>> begin Supplied passage

A claim by the government of holding meetings without minute taking opens the door to speculation over potential use of meetings as a front cover for something else. Surely these people are not that stupid.

For instance, without minutes, how do we know these meetings were not used to instigate some form of criminality or to devise actions to hide criminality from the public?

We cannot.

So I do not believe minutes were not taken. I think it is much more credible that notes were taken but were subsequently disposed of or hidden to claim they do not exist.

The Government’s Record Management Policy states:

“All employees of the Scottish Government (permanent and temporary), contractors, consultants and secondees must ensure that the records for which they are responsible are complete and accurate. They must also ensure that records are
maintained and disposed of in accordance with the Scottish Government’s records management principles”

The immediate question to ask is what the retention schedule for the minutes/action notes of those meetings is.

Those meetings took place in 2022. If those minutes were already disposed of, did they respect retention schedules included in the Government’s Record Management Policy? And if not, who and why authorised disposal outwith the retention schedule stated in their official policy?

Why haven’t the opposition parties and the press been all over this departure of standard operating procedure like a rash?

What kind of rubbish advice have the civil service and government’s legal team been offering when something as fundamental for the democratic process as it is information governance, record keeping and management, and retention policies might have not been followed?

>> end Supplied passage

Prompt 1:
According to the passage on government minute taking, in what year did the meetings take place?
Prompt 2:
Format the stretch of rows from the first row through the line containing "[[35, 28], [105, 24]]" as a JSON list of strings, one string per line, leaving out blank lines and nothing beyond that stretch.

>> begin Exercise input

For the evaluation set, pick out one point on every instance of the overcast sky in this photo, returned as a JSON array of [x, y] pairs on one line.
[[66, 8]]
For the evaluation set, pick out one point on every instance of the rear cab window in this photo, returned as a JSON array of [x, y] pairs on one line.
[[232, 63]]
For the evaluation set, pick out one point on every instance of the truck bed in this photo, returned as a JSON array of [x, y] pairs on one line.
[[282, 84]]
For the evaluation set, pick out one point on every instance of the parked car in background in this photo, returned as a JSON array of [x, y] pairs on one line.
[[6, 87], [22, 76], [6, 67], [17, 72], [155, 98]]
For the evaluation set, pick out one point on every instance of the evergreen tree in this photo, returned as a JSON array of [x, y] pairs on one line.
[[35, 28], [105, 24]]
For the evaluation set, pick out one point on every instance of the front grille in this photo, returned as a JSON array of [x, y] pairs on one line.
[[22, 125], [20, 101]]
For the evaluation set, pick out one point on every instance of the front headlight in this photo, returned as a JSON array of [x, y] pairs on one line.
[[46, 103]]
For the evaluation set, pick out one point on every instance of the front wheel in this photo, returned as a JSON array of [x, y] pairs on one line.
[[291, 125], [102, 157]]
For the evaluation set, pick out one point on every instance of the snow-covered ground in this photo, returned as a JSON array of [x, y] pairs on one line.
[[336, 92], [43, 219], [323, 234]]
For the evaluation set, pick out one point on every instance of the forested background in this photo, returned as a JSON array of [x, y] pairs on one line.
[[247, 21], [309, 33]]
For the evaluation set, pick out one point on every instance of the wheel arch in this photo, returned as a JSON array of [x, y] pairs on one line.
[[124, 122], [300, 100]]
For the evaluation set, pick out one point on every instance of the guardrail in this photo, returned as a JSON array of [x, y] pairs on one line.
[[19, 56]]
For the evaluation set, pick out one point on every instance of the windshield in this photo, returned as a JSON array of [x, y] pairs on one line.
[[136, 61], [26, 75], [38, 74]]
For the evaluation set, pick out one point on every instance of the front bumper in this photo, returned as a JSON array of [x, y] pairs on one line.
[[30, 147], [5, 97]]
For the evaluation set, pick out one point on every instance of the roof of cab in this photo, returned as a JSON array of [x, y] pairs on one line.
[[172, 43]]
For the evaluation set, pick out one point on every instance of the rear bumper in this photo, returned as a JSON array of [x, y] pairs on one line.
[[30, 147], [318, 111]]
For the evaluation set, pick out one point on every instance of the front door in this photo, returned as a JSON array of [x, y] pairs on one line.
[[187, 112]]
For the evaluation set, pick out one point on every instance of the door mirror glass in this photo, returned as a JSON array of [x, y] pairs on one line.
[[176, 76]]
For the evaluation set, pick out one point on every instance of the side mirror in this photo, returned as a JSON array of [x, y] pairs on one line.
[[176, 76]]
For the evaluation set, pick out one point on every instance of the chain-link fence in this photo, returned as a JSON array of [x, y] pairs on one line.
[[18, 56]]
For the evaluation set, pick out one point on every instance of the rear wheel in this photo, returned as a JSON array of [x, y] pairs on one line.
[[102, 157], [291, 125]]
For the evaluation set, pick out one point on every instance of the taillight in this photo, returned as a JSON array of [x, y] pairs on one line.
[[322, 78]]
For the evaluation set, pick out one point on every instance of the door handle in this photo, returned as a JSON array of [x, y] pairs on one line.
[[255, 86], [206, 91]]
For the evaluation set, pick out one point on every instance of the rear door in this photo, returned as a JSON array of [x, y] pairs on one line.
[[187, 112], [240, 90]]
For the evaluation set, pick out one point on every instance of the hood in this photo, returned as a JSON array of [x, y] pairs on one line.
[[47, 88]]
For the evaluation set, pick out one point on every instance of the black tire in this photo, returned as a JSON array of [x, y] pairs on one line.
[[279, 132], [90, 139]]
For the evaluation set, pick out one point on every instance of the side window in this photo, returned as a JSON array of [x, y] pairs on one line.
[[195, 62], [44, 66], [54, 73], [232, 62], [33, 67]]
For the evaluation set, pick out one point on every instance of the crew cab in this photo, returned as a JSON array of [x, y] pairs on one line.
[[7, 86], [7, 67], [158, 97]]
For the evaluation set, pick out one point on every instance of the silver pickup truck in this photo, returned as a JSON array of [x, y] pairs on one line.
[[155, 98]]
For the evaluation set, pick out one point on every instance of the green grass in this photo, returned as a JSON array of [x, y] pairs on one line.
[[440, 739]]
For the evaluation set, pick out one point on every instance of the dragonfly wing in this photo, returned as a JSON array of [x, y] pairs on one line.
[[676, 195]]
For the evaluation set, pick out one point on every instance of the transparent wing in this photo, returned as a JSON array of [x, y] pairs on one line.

>> end Exercise input

Correct result 1:
2022

Correct result 2:
[
  "For the evaluation set, pick out one point on every instance of the overcast sky in this photo, returned as a JSON array of [x, y] pairs on one line.",
  "[[66, 8]]",
  "For the evaluation set, pick out one point on every instance of the rear cab window in this photo, returned as a JSON array of [x, y] pairs on one line.",
  "[[232, 63]]",
  "For the evaluation set, pick out one point on every instance of the truck bed in this photo, returned as a JSON array of [x, y] pairs on one line.",
  "[[282, 84]]",
  "For the evaluation set, pick out one point on every instance of the parked car in background in this photo, returned as a JSON array of [x, y] pairs on one line.",
  "[[6, 87], [22, 76], [6, 67], [17, 72], [155, 98]]",
  "For the evaluation set, pick out one point on every instance of the evergreen tree in this photo, returned as a JSON array of [x, y] pairs on one line.",
  "[[35, 28], [105, 24]]"
]